# Requirement
Each line from the one containing "Target: bare aspen tree" to the end of the records should be copied exactly, and no other line.
· · ·
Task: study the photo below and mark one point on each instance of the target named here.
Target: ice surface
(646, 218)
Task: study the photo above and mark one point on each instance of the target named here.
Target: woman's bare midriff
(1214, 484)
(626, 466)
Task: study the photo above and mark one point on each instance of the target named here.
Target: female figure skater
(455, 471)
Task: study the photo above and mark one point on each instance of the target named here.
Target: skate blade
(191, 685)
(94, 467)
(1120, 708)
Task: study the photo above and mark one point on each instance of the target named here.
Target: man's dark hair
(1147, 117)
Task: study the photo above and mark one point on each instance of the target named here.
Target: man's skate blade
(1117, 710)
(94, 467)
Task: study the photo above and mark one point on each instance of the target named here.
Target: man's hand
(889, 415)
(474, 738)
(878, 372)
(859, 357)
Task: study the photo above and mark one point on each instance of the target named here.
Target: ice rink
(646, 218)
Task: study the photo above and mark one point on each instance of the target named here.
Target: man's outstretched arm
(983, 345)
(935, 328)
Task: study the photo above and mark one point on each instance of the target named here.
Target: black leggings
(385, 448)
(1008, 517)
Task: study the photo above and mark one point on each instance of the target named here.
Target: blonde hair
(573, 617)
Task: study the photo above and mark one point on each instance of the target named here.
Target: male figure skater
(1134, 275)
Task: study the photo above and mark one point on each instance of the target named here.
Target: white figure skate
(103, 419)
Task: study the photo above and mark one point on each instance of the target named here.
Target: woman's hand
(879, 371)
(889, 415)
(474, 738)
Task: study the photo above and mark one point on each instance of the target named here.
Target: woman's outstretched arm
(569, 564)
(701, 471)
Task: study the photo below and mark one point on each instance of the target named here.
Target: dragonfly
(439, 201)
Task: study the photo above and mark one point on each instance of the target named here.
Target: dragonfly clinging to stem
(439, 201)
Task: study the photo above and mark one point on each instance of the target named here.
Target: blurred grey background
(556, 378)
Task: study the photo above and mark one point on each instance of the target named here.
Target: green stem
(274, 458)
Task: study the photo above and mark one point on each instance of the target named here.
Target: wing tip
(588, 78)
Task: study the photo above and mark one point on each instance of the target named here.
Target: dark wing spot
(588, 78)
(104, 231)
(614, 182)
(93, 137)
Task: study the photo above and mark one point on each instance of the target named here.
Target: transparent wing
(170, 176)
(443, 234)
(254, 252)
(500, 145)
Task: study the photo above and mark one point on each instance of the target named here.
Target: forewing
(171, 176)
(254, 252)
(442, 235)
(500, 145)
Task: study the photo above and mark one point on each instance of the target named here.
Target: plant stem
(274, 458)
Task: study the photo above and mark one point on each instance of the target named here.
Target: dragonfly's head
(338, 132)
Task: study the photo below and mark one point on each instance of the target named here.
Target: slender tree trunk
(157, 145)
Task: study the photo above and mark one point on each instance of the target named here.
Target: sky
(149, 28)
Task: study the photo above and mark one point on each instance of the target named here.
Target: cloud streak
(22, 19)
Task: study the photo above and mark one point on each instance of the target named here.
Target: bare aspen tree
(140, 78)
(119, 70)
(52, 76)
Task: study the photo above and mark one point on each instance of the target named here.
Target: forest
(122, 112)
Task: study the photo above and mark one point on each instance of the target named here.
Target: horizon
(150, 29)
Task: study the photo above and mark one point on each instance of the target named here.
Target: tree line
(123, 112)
· · ·
# Solution for this problem
Target: bare aspen tree
(140, 78)
(119, 70)
(52, 76)
Task: study the photo above and mark one point on each instance of the target named here.
Target: forest
(122, 112)
Task: study the photo above and mark one point on each instance of the target named here.
Target: horizon
(150, 29)
Task: study the photo above and mark one point on each instance of the target named here.
Target: tree line
(123, 112)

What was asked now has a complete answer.